EXERCISE AIM:
Without including any images, repeat the data exactly.

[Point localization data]
--- --- ---
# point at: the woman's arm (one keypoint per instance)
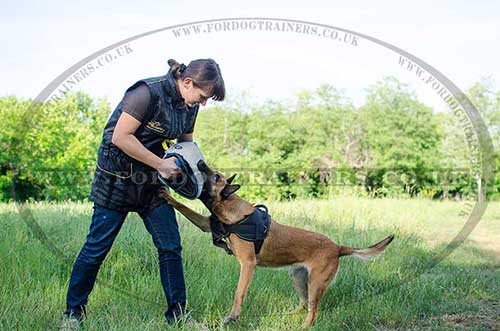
(124, 139)
(185, 137)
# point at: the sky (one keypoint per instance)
(41, 40)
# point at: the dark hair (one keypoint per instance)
(205, 74)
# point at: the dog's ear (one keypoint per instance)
(228, 190)
(202, 166)
(230, 179)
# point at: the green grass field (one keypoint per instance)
(401, 290)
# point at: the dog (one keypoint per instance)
(313, 258)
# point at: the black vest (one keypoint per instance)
(123, 183)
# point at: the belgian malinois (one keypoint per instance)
(313, 258)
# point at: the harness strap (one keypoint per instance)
(255, 231)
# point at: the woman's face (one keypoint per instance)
(191, 94)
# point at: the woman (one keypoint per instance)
(152, 113)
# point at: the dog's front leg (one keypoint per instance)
(244, 252)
--- --- ---
ANSWER:
# point at: the woman's arm (one keypoint per instance)
(124, 139)
(185, 137)
# point at: the sky (one keypoint per instance)
(41, 40)
# point at: the dark hair (one keypoint per instance)
(205, 74)
# point at: the dog's ear (one keypoint per instance)
(228, 190)
(202, 166)
(230, 179)
# point at: the green grass field (one keypoint per instance)
(401, 290)
# point at: the dog (one keypoint per instance)
(313, 258)
# point at: the black vest (one keypoint per instance)
(123, 183)
# point at: the belgian malinois (one keypoint per instance)
(313, 258)
# point at: the harness strap (one keypoint per instance)
(255, 231)
# point at: the woman's face (one keypoint per instance)
(191, 94)
# point at: the woman (one keypoint per instance)
(152, 113)
# point at: the dog's front leg (one keypoint per instance)
(244, 252)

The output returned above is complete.